→ Goal of the exercise
Count the lines in the listing below that contain the string "query", treating uppercase and lowercase as different, and reply with the number alone.

→ Dataset extract
|---|

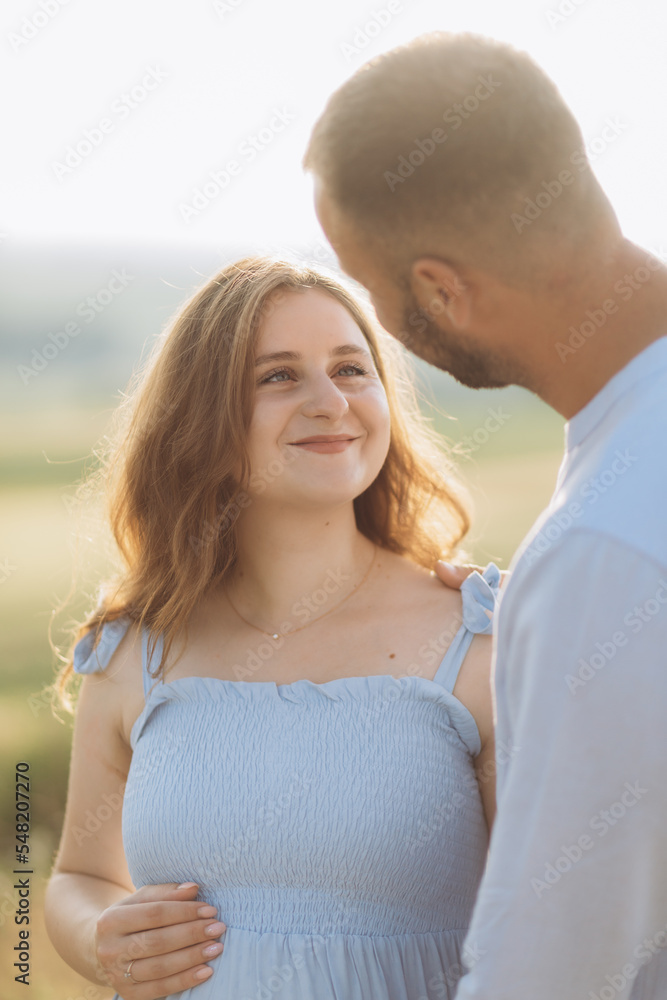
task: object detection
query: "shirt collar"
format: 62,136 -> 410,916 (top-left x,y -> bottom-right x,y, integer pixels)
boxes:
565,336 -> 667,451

|---|

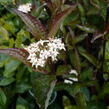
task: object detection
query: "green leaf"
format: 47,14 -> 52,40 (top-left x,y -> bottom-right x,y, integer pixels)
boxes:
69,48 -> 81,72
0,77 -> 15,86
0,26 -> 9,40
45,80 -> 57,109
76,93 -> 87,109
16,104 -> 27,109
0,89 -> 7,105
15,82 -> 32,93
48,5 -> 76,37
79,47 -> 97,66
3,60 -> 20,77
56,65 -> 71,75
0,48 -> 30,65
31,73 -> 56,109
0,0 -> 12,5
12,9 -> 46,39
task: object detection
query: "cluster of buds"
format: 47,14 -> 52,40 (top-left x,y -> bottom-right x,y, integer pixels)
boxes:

|---|

→ Final answer
3